**PROBLEM DETAILS:** Transcribe the full listing below exactly.

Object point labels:
# # # # # # #
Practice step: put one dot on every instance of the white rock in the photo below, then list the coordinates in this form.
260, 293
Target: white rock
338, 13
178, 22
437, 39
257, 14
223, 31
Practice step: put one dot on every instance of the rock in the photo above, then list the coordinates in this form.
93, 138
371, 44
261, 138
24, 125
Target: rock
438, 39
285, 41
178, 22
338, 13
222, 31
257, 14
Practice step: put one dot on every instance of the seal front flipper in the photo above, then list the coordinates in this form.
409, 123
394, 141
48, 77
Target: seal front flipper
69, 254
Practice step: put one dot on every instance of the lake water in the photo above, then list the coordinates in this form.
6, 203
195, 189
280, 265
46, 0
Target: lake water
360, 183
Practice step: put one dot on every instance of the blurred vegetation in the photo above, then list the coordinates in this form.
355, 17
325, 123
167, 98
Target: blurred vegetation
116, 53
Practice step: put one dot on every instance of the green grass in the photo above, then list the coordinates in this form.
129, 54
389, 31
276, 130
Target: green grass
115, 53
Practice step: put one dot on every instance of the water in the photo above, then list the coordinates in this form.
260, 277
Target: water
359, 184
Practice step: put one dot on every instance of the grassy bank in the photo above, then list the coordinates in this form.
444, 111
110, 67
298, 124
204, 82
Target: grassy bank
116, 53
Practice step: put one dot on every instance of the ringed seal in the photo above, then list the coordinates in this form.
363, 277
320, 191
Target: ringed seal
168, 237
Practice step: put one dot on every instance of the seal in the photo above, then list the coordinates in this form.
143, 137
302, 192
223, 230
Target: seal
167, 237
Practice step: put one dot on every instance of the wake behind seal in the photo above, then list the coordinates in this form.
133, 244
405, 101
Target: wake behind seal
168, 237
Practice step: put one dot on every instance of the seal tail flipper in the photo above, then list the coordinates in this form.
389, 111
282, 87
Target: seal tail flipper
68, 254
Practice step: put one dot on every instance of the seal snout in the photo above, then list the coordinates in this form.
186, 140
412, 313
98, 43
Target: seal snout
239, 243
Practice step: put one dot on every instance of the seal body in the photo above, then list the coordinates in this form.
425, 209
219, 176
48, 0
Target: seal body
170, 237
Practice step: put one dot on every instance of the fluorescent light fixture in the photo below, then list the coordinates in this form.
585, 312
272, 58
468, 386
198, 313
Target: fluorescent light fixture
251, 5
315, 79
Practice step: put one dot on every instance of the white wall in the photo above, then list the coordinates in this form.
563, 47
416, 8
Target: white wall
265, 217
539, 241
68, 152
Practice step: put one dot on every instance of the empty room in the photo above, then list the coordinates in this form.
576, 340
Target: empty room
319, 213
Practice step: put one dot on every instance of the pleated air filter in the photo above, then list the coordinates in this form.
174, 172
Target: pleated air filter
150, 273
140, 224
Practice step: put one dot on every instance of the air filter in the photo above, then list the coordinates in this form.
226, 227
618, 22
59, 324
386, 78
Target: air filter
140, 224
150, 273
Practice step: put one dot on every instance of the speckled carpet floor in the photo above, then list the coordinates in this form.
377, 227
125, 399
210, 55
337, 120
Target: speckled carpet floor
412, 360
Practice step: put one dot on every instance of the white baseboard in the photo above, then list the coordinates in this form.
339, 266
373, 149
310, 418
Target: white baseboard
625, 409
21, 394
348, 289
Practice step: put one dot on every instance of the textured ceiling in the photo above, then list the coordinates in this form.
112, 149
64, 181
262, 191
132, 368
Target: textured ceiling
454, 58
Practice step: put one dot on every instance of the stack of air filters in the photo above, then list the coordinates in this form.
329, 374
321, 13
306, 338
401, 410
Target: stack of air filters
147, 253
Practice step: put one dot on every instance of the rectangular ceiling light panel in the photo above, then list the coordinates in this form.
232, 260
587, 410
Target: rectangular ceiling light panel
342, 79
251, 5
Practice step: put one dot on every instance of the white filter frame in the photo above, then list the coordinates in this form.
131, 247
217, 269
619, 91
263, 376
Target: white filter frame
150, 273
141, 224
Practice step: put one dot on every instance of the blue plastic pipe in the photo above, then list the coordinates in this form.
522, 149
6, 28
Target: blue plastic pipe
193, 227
# # # # # # #
**THE REPLY:**
Practice step: put one dot on every instance of the white rock in the photo below, then list the coordinates in this form.
260, 293
Target: white rock
338, 13
178, 22
437, 39
257, 14
223, 31
Practice step: put one dot on every instance of the rock in the photo above, then list the coordinates in this form.
93, 138
371, 44
261, 138
24, 125
Target: rock
438, 39
285, 41
178, 22
338, 13
222, 31
257, 14
Practice step: put one dot on every instance of the seal front flipper in the photo above, then list the coordinates in this form.
409, 123
394, 141
48, 77
Target: seal front flipper
69, 254
Practice step: put one dot on every instance of the lake water in the photo above, then list the coordinates in this form.
6, 203
195, 189
280, 265
46, 0
Target: lake water
360, 183
Practice step: put one dot on every instance of the blurred vegetation in the photo above, then list the coordinates in this form.
355, 17
325, 123
167, 98
Target: blurred vegetation
116, 53
Practice step: put one dot on every instance of the green grass in the photo above, then list the coordinates in this form.
129, 54
389, 31
276, 130
Target: green grass
115, 53
Practice step: put one dot on every instance of the water in the photo above, then list the coordinates in this form.
260, 277
Target: water
359, 184
Practice step: put one dot on every instance of the grassy bank in the photo above, then list the coordinates in this form.
444, 111
110, 67
298, 124
204, 82
Target: grassy bank
116, 53
Practice step: put one dot on every instance of the ringed seal in the photo above, then list the coordinates in this form.
363, 277
320, 191
Target: ringed seal
168, 237
Practice step: put one dot on every instance of the seal in the photo above, then list the coordinates in this form.
143, 137
302, 192
223, 230
Target: seal
167, 237
Practice step: put one dot on every instance of the wake behind seal in the photo above, then list the coordinates in this form.
133, 244
405, 101
Target: wake behind seal
168, 237
Practice step: put one dot on every instance of the seal tail flipper in the photo above, then list the coordinates in this form.
389, 111
282, 87
Target: seal tail flipper
68, 254
Practice step: put one dot on every instance of the seal snout in the photo above, then list the coordinates in this form.
186, 140
412, 313
98, 43
Target: seal snout
239, 243
Practice step: put one dot on every instance of the seal body in the photo above, then list the coordinates in this form.
425, 209
219, 176
48, 0
Target: seal body
170, 237
Practice step: put one dot on every instance of the fluorescent light fixture in the photo below, then list the coordinates in this form.
585, 312
272, 58
468, 386
198, 313
Target: fluorescent light fixture
251, 5
315, 79
Practice step: put one dot on every instance of the white wall in the photo above, then list the coordinates in this form.
563, 47
416, 8
Target: white wall
265, 217
539, 241
68, 152
Practice step: put one dot on every instance of the empty room in the photo above, then list the coordinates in this form.
576, 340
Target: empty room
319, 213
Practice step: put one dot on every instance of the pleated air filter in the photo above, then list the coordinates in this form.
174, 172
Target: pleated air filter
150, 273
140, 224
Practice step: put one dot on every instance of the air filter in the photo above, then list the coordinates in this form.
226, 227
618, 22
59, 324
386, 78
Target: air filter
140, 224
150, 273
Practice step: put one dot on every instance of the speckled carpet floor in the photo above, then list the coordinates in this form.
377, 227
125, 399
210, 55
337, 120
Target: speckled carpet floor
412, 360
Practice step: put one dot on every instance of the white baseboard in the photo above, then list the coordinates in this form.
339, 266
373, 149
310, 418
Target: white baseboard
625, 409
21, 394
348, 289
Practice step: put one dot on every instance of the textured ceiling in the photo above, then list the coordinates in this form.
112, 149
64, 181
262, 191
132, 368
Target: textured ceiling
454, 58
Practice step: put one dot on every instance of the stack of air filters in the photo above, then list the coordinates in this form.
329, 374
321, 13
306, 338
401, 410
Target: stack of air filters
147, 253
Practice step: put one dot on every instance of the rectangular ceiling light panel in the photo above, then list the coordinates in this form.
232, 260
587, 410
Target: rectangular ceiling light panel
342, 79
251, 5
Practice step: put one dot on every instance of the white filter frame in the photo above, then list the coordinates in this form.
131, 247
217, 269
619, 91
263, 376
Target: white filter frame
150, 273
141, 224
Practice step: put one dot on every instance of the blue plastic pipe in the photo above, then list the coordinates in this form.
522, 149
6, 28
Target: blue plastic pipe
193, 227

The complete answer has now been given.